◆ PROVIDED MATERIAL ◆
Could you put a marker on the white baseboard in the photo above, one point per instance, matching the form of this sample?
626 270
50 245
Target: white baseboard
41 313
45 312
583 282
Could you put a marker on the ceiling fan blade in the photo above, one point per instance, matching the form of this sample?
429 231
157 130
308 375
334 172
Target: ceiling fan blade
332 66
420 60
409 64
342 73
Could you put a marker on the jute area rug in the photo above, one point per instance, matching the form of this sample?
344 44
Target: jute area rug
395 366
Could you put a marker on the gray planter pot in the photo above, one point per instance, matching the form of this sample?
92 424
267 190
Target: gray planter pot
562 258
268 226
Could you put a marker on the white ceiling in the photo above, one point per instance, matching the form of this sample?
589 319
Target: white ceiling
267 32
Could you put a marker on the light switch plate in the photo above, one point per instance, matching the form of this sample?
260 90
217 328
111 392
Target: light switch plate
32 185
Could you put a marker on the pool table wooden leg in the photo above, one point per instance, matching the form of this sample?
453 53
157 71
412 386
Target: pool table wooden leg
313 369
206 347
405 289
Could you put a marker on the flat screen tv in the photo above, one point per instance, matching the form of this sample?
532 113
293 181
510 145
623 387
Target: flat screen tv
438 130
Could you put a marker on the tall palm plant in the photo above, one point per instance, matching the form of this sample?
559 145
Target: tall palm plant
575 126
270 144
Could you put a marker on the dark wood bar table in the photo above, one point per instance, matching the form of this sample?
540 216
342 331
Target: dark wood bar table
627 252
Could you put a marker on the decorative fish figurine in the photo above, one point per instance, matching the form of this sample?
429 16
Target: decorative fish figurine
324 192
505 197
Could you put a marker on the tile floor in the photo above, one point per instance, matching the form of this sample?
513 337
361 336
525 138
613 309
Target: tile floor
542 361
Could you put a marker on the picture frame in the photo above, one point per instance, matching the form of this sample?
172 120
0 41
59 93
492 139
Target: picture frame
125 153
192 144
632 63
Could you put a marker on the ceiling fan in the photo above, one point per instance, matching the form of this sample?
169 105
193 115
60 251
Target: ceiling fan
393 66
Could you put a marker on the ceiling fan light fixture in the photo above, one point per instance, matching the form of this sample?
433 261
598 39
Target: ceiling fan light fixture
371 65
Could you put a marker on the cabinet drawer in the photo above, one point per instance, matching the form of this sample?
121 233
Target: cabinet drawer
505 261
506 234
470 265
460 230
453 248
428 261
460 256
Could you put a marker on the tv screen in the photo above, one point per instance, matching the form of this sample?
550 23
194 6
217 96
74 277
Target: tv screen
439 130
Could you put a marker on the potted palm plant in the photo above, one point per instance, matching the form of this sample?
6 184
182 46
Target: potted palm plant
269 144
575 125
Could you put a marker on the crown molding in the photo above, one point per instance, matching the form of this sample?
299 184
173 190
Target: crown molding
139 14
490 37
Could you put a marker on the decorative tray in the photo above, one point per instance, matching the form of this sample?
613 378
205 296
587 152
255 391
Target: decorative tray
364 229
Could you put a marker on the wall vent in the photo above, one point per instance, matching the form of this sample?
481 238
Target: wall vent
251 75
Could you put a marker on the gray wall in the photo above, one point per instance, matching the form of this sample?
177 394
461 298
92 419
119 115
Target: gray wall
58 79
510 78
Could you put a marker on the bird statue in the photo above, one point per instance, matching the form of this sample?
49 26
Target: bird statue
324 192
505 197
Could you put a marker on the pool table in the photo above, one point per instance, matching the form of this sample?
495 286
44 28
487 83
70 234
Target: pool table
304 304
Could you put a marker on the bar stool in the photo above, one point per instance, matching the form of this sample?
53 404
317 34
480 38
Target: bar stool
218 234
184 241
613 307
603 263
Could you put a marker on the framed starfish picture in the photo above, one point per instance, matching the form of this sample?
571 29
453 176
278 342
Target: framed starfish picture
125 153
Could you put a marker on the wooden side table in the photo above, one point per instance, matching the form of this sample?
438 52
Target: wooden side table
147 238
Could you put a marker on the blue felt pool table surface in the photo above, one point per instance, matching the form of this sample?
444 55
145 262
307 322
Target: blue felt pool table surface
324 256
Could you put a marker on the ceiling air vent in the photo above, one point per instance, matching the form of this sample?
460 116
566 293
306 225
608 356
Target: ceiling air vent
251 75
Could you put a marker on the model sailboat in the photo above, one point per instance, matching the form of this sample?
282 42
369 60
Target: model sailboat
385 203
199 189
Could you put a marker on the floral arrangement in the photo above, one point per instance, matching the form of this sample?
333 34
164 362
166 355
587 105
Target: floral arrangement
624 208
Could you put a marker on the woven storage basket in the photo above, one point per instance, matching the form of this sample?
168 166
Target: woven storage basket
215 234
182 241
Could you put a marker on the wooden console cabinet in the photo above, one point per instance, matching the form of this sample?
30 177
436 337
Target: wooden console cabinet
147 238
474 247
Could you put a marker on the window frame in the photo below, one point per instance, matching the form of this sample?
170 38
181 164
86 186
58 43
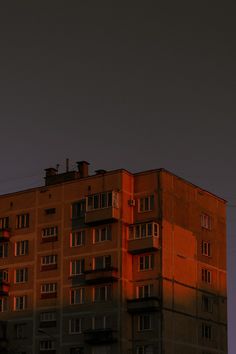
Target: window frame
23 248
206 276
146 203
106 262
98 295
142 322
22 221
52 259
20 275
98 236
4 223
206 248
143 264
76 235
4 248
20 303
141 290
206 221
48 288
77 267
73 325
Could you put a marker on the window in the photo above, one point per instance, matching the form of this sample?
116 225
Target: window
77 296
206 221
22 221
101 234
49 232
76 325
206 248
48 288
207 304
102 293
144 349
47 344
77 267
145 230
103 262
206 275
3 249
102 200
21 275
146 203
4 275
104 349
21 330
144 322
206 331
77 238
4 223
78 209
146 262
101 322
77 350
20 303
49 259
3 304
21 248
143 291
50 211
49 316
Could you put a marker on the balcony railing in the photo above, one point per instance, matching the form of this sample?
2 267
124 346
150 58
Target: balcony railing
4 235
143 304
100 336
104 275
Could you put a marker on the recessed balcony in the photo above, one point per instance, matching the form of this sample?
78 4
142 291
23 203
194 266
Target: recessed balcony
4 235
143 237
100 215
143 304
105 275
100 336
147 244
4 287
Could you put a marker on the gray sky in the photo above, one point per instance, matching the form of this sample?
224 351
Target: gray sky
130 84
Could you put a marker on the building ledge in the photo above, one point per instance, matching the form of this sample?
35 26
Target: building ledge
105 275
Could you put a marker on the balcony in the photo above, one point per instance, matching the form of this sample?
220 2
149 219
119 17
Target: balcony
4 287
143 305
102 207
147 244
4 235
97 216
98 276
99 336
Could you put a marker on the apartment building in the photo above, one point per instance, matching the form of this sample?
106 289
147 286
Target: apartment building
113 262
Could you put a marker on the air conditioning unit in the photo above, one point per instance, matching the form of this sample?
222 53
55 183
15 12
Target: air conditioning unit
131 202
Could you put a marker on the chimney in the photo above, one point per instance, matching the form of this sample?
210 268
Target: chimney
100 172
83 168
51 171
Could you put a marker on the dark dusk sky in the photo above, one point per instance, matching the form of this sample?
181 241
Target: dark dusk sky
132 84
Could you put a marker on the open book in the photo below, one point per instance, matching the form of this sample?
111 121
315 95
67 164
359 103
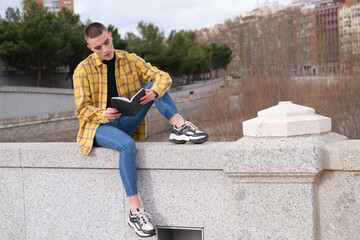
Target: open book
128 107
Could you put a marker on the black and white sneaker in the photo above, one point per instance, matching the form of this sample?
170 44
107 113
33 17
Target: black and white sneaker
140 223
188 133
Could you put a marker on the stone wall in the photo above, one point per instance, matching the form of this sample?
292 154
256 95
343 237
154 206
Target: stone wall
284 187
248 189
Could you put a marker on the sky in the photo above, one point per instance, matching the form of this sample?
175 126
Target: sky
166 14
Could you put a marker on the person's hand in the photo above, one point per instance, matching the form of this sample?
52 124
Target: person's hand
150 96
112 113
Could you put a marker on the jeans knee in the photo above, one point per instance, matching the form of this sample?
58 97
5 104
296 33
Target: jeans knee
128 146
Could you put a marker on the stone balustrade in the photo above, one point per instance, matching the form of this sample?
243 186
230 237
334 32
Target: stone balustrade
303 186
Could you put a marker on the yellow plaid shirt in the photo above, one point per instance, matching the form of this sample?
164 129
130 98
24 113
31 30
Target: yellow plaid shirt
90 91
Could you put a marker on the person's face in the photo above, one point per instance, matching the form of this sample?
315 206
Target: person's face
102 45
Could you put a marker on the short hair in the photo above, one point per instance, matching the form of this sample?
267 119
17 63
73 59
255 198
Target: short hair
94 30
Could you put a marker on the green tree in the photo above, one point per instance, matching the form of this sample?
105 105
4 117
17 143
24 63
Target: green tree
184 56
220 56
73 42
149 45
12 48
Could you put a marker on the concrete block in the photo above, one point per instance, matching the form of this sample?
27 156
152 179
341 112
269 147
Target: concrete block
272 211
339 204
286 119
73 204
166 155
281 156
343 155
12 211
184 199
10 155
67 155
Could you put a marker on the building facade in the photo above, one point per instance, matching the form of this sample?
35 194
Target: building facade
57 5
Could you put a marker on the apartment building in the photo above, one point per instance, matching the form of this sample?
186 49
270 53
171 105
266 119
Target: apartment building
57 5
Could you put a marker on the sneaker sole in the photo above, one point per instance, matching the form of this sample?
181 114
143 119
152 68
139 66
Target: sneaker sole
139 233
183 139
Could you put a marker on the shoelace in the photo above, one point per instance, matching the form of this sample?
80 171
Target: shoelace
143 216
191 125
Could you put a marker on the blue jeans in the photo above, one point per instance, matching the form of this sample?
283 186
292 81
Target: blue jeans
116 135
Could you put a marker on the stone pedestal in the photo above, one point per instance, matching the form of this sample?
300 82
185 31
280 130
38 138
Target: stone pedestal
277 163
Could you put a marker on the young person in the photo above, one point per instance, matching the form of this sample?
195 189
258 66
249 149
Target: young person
108 73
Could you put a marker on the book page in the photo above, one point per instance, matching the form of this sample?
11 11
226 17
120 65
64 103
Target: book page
125 99
122 98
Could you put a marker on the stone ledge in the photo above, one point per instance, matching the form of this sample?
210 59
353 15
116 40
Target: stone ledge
258 156
343 156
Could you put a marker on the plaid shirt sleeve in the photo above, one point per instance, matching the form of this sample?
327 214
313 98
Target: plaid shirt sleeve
85 102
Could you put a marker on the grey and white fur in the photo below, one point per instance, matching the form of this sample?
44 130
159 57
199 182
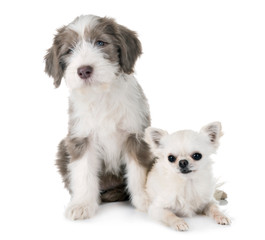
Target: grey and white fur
103 157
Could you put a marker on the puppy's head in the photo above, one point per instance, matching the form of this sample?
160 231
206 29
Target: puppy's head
186 152
91 51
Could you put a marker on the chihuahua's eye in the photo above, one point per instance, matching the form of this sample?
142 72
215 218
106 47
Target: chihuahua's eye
171 158
196 156
100 43
69 51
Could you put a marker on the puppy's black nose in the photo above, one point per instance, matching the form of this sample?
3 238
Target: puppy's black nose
84 72
183 163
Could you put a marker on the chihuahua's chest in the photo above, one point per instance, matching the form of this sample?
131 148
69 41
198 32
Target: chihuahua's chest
192 197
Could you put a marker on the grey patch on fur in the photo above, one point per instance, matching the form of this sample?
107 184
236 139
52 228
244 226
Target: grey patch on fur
140 151
76 147
55 63
62 161
112 187
69 150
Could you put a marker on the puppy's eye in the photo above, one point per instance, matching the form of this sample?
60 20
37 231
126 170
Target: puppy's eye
196 156
100 43
171 158
69 51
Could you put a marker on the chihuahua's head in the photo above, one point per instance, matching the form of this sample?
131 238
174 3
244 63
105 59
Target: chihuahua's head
186 151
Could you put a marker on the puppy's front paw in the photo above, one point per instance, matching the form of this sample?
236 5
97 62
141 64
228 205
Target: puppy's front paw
80 211
140 202
222 219
179 225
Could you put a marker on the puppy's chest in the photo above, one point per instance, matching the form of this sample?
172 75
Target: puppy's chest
190 199
101 117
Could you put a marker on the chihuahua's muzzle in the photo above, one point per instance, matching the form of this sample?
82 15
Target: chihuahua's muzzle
184 166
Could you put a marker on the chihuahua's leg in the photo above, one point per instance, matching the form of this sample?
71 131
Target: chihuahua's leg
220 195
168 218
84 186
136 179
213 211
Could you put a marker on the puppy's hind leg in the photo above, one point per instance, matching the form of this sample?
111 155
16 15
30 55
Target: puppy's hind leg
220 195
139 160
84 186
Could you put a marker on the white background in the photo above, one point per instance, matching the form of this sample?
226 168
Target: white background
203 61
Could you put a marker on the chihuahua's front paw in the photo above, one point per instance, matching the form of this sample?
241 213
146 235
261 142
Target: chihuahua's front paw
80 211
222 219
140 202
179 225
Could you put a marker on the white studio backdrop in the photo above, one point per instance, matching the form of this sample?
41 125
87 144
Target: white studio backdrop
203 61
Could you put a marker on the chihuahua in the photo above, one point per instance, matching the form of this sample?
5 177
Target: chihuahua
181 183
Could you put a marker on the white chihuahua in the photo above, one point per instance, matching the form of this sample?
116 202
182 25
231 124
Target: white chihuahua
181 183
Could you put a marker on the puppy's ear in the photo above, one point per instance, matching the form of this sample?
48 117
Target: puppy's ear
130 49
214 132
153 136
53 66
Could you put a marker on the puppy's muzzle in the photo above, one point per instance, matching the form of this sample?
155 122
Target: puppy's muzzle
84 72
184 166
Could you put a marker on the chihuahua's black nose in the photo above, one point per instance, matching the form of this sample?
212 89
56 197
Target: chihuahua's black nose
84 72
183 163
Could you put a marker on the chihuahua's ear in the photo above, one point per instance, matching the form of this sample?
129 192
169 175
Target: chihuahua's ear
153 136
214 132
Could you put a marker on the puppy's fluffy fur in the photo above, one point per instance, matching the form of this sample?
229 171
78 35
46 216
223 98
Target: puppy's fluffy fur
181 181
108 114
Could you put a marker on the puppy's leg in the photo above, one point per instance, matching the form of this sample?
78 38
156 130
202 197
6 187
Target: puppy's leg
213 211
220 195
136 179
168 218
84 186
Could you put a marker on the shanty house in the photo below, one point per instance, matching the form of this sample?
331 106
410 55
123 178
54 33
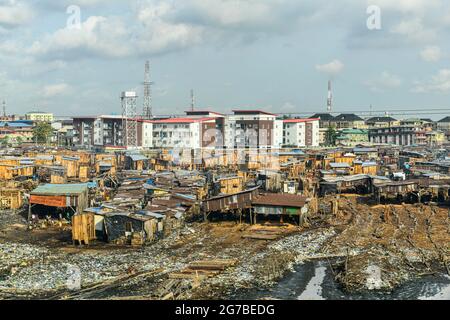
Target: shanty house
67 196
361 167
136 162
281 205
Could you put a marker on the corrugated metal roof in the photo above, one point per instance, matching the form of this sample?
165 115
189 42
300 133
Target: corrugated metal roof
282 200
137 157
339 165
60 189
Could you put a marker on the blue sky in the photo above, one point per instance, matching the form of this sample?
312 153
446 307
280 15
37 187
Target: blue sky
275 55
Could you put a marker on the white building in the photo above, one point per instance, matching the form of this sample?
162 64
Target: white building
145 134
250 129
184 133
301 133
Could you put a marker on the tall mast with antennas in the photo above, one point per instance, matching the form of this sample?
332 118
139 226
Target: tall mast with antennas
147 112
192 100
330 98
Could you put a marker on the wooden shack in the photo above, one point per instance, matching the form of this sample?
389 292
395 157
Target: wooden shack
396 189
229 185
360 167
71 196
83 228
237 201
11 199
281 205
136 162
71 164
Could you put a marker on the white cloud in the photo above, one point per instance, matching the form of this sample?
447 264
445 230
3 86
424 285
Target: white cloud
384 81
332 68
414 30
97 36
406 5
55 90
431 54
14 13
439 83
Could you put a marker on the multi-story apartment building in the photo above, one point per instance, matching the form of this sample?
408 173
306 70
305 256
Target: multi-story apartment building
39 116
399 135
382 122
250 129
183 133
348 121
199 130
98 131
301 133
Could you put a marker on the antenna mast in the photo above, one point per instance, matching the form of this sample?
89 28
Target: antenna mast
330 98
192 100
148 112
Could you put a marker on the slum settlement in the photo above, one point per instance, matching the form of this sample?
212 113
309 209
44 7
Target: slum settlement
192 225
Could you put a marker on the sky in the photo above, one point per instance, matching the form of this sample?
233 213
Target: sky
275 55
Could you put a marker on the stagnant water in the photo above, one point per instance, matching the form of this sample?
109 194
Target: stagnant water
314 281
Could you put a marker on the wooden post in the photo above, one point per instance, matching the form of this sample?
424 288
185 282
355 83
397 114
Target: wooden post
29 213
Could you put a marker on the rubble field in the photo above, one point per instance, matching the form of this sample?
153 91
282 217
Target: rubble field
372 248
386 245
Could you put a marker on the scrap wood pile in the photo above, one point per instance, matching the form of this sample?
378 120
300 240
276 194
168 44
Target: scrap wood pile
203 269
390 243
267 232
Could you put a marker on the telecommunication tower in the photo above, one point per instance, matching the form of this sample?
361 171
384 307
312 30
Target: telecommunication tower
192 100
129 118
148 112
330 98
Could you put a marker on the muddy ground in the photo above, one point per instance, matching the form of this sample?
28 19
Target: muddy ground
370 248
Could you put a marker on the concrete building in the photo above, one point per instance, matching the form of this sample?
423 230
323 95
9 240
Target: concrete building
400 135
352 137
382 122
301 133
63 132
100 131
184 133
16 132
250 129
39 116
348 121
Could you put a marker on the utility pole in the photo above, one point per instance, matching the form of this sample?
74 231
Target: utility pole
192 100
148 112
330 98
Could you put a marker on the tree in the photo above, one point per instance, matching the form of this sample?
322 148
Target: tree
330 136
42 132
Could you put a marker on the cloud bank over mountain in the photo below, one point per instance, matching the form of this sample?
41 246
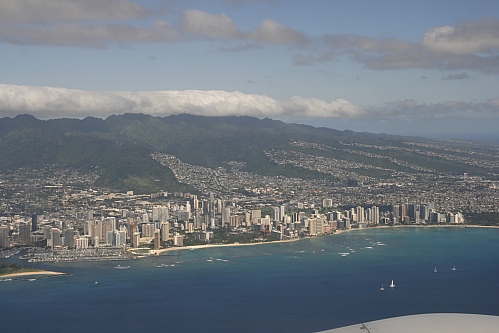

◆ AIM ◆
Gather every line of the listing above that contains the string "light", and copy each one in full.

◆ RESPONSE TO THIS EXERCISE ◆
Could you put a marker on the light switch plate in the photo above, one point per instance, matching the form of this sample?
Target: light switch plate
Could you put a marker on the ceiling fan light fixture in the photo above, one point per instance, matching the form of this sample?
Target: ceiling fan light fixture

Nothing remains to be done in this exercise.